*PROBLEM DETAILS*.
From the data that follows, print exactly the lines starting at the one containing "Every instance gets one point. Tag the helmet" and ending at the one containing "Every instance gets one point. Tag the player's bent"; include both of them and nothing more.

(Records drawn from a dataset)
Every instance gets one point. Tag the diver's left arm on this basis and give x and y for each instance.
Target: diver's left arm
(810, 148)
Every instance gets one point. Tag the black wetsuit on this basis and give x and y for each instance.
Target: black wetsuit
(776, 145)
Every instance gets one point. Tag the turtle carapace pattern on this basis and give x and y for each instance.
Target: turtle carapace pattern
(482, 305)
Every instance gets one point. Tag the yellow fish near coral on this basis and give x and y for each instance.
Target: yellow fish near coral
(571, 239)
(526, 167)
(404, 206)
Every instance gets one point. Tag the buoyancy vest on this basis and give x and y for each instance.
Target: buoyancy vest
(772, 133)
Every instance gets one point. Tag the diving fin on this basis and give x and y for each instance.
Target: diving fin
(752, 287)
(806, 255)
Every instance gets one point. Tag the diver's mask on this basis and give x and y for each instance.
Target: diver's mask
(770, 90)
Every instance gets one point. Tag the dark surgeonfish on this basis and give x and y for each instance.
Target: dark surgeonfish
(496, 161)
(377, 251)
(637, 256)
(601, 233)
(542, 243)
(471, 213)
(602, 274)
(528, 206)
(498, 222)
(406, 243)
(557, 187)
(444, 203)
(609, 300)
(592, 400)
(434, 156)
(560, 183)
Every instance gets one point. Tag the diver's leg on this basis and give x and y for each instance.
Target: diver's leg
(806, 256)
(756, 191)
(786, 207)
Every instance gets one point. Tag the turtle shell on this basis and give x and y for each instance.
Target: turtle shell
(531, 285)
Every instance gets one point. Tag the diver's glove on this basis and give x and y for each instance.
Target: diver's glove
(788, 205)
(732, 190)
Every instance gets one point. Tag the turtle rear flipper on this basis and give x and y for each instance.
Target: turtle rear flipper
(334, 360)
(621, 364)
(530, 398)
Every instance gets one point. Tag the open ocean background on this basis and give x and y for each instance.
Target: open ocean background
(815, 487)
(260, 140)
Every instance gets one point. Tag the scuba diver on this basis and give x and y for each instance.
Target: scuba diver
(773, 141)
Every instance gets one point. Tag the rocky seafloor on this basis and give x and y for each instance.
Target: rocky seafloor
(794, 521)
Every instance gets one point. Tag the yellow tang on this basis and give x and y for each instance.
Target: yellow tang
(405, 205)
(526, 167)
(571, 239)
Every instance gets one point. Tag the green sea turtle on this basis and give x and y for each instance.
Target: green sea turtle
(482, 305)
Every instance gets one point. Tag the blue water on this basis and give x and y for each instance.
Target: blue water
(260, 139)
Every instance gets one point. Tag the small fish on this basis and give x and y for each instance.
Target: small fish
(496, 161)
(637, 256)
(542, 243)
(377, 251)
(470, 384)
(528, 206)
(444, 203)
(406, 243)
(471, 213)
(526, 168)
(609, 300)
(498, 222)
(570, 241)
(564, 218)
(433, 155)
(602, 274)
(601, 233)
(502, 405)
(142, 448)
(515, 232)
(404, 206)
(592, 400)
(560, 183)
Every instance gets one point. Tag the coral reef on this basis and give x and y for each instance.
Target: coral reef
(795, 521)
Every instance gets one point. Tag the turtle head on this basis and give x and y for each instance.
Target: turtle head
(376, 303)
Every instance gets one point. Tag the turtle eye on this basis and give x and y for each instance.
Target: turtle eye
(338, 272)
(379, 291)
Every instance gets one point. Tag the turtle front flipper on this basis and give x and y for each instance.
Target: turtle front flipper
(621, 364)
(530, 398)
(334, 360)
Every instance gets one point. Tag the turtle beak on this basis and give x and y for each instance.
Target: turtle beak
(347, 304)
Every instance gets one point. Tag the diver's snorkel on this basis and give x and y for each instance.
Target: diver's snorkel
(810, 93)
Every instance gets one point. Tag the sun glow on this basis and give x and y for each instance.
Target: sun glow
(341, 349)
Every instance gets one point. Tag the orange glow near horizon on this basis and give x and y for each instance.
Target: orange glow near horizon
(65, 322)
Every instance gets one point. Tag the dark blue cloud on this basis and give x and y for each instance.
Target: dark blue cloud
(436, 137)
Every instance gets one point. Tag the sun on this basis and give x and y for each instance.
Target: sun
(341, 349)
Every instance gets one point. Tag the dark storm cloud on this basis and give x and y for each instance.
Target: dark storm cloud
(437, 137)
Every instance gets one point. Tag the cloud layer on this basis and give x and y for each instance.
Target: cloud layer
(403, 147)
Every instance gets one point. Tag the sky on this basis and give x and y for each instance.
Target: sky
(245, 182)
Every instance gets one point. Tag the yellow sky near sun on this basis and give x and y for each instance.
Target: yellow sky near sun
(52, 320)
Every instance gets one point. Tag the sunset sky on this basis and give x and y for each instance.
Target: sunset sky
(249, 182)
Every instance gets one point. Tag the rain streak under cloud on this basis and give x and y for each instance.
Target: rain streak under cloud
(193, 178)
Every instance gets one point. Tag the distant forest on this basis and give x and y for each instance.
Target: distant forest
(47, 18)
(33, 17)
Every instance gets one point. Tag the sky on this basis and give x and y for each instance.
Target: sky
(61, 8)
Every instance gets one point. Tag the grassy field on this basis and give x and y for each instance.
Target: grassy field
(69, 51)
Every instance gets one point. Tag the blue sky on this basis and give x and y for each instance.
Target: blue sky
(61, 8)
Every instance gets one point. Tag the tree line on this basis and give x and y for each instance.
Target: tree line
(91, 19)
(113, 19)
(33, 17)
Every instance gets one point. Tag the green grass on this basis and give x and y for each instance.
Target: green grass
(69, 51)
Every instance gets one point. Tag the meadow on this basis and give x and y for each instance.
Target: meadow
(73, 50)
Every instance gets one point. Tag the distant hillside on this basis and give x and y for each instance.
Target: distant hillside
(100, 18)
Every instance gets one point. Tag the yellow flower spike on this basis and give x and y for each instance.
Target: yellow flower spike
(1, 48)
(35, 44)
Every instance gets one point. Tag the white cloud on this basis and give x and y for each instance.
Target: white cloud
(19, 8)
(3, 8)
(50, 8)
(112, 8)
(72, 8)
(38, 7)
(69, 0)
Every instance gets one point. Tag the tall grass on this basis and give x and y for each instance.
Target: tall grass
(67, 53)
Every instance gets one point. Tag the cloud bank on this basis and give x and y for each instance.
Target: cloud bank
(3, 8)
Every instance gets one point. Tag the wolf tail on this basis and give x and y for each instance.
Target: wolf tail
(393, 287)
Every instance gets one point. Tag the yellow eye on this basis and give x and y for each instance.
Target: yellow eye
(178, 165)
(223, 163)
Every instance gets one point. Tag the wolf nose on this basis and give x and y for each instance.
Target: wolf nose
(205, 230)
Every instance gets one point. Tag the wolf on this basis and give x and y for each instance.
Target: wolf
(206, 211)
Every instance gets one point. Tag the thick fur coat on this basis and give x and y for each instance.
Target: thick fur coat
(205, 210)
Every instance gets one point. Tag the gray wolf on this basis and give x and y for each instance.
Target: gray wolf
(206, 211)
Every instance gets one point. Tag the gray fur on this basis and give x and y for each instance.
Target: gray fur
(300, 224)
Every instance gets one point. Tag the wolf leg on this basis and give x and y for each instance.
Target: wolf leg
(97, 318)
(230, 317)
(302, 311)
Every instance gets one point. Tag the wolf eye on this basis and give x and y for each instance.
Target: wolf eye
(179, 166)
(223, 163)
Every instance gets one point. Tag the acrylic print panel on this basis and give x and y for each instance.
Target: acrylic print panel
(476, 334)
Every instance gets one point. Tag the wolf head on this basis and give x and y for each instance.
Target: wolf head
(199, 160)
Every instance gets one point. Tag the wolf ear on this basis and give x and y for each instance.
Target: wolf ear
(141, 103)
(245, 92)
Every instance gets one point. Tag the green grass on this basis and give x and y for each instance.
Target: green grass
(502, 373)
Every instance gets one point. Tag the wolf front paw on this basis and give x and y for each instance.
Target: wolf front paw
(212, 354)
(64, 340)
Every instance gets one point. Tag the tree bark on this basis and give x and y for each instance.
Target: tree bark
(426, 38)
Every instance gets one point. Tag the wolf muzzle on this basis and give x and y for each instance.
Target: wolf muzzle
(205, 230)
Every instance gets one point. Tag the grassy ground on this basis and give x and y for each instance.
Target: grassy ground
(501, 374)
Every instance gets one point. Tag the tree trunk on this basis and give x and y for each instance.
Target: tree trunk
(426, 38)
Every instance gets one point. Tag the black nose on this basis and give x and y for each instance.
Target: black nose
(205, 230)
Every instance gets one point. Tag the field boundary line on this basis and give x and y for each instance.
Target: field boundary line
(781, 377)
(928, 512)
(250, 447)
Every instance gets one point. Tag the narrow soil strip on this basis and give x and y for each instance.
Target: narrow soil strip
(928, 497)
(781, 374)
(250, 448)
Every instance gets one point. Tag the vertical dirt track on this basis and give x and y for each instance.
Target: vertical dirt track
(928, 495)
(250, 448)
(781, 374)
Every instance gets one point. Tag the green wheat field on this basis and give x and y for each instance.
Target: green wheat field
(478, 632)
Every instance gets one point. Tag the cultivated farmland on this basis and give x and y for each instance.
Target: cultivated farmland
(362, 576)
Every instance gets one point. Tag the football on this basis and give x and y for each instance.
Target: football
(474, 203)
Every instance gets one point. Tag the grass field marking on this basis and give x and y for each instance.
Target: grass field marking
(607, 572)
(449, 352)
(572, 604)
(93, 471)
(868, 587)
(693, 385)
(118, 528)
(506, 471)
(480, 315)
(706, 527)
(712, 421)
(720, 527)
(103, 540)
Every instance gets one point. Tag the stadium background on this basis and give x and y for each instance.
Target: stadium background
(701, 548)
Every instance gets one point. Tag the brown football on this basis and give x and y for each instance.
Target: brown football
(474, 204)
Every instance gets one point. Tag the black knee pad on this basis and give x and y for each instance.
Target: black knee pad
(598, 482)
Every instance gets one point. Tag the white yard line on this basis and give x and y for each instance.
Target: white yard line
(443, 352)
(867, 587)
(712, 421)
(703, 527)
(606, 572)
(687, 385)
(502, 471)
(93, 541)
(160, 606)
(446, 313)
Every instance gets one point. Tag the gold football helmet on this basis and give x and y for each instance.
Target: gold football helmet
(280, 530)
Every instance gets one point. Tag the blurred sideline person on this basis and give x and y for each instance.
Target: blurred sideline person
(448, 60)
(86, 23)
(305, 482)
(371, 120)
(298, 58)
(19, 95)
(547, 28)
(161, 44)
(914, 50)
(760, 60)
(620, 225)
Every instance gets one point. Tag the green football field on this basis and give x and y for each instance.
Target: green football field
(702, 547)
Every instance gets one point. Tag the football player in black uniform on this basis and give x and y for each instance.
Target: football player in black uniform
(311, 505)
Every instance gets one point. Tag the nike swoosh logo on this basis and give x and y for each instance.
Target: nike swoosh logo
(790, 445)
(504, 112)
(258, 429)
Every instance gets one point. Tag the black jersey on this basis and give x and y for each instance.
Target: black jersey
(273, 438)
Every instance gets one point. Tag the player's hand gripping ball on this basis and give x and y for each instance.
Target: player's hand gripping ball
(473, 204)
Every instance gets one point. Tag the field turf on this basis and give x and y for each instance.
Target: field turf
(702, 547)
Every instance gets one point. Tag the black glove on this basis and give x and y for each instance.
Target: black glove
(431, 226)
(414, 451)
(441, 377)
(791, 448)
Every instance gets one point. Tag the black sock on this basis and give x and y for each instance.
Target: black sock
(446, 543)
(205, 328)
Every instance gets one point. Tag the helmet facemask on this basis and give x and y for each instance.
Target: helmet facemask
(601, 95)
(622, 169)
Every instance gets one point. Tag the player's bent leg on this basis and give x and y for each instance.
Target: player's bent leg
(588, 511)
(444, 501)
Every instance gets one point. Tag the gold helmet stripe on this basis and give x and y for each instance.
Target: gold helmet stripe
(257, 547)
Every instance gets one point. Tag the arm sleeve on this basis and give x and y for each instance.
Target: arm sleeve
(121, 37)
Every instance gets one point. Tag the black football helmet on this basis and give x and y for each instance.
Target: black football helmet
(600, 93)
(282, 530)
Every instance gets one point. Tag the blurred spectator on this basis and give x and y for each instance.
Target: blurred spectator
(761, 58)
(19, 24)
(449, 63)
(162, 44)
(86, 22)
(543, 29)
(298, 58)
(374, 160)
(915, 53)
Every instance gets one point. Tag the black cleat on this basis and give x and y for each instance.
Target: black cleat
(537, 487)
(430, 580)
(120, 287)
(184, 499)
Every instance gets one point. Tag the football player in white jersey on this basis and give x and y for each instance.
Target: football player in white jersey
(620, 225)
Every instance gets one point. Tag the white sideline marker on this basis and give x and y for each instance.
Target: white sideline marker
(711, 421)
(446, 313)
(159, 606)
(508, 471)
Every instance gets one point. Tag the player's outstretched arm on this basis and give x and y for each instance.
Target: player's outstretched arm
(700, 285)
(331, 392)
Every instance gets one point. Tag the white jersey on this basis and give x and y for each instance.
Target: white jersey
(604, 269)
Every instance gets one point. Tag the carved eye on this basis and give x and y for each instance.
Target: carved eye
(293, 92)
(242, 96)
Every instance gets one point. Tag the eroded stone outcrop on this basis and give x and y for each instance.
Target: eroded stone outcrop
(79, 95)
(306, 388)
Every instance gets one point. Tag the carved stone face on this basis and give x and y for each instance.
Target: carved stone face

*SOLUTION TO THIS PROBLEM*.
Every instance gets one point. Tag the helmet facemask on this basis and give x and y for each instance.
Target: helmet facemask
(601, 95)
(622, 169)
Every instance gets one point. Tag the player's bent leg on this basis and give x and y for each instance.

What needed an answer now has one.